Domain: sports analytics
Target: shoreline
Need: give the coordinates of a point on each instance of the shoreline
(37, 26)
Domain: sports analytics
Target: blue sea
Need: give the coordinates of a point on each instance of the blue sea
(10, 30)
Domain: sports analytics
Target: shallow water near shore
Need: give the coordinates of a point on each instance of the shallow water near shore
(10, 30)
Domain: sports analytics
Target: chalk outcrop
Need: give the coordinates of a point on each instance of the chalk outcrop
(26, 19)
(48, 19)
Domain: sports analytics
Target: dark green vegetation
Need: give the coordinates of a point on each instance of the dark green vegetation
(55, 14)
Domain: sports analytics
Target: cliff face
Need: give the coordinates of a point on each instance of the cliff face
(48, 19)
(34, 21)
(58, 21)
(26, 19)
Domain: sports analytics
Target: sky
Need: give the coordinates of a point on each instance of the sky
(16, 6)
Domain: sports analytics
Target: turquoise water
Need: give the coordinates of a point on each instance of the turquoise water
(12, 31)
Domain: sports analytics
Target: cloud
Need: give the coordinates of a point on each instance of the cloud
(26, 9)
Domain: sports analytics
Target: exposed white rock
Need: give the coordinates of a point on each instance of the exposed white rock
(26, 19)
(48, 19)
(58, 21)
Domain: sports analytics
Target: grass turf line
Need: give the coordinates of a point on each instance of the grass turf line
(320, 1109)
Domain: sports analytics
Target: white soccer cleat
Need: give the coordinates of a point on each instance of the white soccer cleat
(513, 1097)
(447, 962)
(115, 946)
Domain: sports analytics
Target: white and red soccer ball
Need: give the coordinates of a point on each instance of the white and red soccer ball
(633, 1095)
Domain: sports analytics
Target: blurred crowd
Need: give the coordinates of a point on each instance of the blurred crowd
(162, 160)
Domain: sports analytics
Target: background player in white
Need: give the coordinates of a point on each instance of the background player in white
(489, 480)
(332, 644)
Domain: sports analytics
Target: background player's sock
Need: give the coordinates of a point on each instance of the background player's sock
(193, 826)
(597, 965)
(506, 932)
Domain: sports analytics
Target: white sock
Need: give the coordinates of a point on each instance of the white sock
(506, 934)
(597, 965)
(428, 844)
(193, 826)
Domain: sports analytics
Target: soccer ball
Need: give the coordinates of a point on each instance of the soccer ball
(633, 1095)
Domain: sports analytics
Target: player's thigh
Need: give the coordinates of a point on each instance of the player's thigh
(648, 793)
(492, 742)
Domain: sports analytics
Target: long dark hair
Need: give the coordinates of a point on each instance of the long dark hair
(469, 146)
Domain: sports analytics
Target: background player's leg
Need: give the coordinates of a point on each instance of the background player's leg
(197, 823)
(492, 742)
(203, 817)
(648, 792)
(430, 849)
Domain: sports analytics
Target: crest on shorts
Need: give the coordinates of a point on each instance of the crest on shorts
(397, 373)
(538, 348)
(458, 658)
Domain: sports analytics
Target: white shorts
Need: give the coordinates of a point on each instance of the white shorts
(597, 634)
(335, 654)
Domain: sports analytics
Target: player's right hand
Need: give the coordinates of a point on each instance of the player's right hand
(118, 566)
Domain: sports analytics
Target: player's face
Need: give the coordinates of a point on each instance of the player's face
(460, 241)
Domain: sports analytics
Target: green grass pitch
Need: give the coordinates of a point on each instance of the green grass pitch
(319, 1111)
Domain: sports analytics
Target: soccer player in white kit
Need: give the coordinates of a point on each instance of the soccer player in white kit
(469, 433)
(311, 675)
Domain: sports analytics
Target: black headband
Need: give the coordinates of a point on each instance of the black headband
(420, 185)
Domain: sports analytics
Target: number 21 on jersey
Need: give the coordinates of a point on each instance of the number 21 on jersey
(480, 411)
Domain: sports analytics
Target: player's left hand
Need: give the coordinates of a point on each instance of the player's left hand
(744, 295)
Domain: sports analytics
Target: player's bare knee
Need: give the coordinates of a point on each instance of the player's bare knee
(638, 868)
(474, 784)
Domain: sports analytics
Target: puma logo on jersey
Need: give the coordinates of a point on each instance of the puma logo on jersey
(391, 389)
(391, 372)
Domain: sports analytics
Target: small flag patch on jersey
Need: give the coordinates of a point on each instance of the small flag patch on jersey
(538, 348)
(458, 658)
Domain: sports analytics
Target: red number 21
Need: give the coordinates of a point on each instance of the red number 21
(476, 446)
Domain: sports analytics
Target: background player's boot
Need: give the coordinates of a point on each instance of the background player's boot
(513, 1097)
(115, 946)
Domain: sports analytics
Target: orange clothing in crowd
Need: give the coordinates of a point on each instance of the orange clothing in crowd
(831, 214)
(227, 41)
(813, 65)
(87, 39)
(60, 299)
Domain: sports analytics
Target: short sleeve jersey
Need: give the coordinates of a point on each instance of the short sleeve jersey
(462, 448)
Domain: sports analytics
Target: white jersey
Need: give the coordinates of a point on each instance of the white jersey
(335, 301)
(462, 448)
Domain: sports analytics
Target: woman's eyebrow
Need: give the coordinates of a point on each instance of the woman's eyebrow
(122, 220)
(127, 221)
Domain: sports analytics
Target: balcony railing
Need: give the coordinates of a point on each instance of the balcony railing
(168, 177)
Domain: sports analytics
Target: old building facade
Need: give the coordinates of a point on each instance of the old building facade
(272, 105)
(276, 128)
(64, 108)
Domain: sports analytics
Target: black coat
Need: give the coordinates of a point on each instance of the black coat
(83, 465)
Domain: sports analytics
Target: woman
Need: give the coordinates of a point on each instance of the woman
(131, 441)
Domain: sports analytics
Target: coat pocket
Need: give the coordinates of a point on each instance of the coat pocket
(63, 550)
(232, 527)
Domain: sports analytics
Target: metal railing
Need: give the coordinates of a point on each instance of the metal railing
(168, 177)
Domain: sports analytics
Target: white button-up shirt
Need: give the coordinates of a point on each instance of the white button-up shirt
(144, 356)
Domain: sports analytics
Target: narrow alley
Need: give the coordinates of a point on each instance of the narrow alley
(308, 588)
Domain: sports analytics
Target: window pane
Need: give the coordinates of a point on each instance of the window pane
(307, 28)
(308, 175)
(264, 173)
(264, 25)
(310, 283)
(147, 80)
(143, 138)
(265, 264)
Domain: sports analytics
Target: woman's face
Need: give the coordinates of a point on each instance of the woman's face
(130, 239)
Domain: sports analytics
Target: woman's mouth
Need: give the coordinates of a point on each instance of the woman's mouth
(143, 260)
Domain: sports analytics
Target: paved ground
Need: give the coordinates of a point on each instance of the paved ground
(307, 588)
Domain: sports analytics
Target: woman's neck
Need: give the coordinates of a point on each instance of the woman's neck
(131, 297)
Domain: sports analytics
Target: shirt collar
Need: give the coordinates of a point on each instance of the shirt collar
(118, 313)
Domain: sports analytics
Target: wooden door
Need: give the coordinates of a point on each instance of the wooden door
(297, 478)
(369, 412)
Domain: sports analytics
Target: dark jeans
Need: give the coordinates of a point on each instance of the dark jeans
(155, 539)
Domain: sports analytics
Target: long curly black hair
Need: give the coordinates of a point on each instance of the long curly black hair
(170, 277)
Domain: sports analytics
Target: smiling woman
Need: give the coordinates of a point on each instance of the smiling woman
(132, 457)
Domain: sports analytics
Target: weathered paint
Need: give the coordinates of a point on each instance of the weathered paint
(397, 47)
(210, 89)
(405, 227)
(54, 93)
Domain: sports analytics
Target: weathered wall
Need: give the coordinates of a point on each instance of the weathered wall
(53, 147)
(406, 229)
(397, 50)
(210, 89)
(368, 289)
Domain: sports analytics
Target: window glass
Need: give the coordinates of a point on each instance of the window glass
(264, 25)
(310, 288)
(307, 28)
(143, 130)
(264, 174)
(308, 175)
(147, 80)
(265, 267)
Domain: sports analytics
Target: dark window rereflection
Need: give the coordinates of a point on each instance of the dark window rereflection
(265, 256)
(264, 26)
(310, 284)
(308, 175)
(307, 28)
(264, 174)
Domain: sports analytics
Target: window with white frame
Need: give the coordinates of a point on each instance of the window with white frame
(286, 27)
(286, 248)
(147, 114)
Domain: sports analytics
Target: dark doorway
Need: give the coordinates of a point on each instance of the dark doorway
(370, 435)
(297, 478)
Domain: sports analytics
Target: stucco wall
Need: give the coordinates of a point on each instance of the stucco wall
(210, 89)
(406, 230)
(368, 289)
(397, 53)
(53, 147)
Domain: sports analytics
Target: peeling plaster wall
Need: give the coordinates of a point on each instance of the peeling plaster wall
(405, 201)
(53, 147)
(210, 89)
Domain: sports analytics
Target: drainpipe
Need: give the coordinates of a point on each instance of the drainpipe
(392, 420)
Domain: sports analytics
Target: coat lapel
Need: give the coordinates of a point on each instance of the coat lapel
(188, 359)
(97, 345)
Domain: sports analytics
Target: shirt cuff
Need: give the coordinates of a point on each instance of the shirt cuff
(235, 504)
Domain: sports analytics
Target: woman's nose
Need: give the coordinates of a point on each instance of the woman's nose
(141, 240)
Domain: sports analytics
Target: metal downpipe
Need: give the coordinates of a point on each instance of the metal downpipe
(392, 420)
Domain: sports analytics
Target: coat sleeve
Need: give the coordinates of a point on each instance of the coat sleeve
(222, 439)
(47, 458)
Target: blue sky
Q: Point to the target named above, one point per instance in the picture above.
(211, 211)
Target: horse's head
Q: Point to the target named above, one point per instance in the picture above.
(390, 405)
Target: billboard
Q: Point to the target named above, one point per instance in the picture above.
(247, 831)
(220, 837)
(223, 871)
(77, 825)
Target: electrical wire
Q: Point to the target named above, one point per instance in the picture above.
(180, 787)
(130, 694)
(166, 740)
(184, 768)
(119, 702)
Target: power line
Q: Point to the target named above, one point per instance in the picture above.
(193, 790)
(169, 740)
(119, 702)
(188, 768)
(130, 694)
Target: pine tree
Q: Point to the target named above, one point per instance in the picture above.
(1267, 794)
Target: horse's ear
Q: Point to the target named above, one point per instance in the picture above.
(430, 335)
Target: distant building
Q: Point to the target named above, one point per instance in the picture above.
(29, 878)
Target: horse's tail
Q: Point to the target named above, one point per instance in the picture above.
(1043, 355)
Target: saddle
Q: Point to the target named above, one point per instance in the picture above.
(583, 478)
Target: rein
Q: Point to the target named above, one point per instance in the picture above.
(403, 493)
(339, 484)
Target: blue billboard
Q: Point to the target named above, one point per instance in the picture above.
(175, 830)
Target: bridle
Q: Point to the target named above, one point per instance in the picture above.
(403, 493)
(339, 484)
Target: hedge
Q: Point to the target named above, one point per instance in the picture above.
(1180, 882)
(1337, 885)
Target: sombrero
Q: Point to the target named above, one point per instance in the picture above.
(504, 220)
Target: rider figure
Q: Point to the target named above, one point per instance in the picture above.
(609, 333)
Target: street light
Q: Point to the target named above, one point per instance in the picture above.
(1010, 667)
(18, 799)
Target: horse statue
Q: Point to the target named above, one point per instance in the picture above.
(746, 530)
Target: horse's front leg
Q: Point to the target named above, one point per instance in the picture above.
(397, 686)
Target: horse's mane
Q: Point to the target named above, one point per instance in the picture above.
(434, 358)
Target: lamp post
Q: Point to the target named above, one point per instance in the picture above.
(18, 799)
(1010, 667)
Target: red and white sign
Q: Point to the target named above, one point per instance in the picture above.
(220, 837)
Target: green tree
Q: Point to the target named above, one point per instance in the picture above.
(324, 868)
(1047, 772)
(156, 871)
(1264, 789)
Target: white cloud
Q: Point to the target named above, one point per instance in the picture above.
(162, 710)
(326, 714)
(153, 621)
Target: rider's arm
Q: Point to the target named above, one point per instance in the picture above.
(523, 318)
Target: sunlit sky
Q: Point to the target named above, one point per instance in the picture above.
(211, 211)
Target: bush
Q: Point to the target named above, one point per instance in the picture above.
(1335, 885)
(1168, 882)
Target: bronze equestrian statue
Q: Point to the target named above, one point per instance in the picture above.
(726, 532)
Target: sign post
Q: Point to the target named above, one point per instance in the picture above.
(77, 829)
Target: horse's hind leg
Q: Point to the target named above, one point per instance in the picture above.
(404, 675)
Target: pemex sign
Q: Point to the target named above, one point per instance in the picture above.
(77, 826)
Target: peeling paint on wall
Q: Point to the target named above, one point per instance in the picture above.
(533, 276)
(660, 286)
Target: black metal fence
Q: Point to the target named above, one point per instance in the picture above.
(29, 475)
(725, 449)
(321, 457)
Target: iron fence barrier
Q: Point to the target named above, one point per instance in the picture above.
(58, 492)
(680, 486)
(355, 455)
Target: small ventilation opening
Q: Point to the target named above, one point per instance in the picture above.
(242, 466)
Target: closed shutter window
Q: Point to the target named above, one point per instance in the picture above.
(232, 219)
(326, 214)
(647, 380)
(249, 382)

- Given exercise:
Repeat exactly, and only, the lines of the records above, starting with the line that contains "Target: sign post" and ending with the final line, both included.

- Final answer:
Target: sign post
Q: Point to the target named above, one point per instance in the picture above.
(77, 829)
Target: horse's hind leg
Q: Point to the target named above, one point per instance in the picture above.
(404, 675)
Target: pemex sign
Q: Point to the target named above, one point per instance in the picture above.
(77, 826)
Target: peeling paint on wall
Q: Point to the target named above, one point per instance in the picture above.
(533, 276)
(660, 286)
Target: black metal fence
Q: Point to the target named above, one point per instance in the picture above.
(29, 475)
(725, 449)
(321, 457)
Target: iron fence barrier
Q: Point to the target named above, one point per instance in the picture above.
(58, 492)
(680, 486)
(355, 455)
Target: small ventilation opening
Q: Point to the target named above, one point per instance in the picture above.
(242, 466)
Target: closed shutter window
Q: Point to the target named above, one point per instance in the picture above.
(232, 219)
(326, 214)
(647, 380)
(249, 382)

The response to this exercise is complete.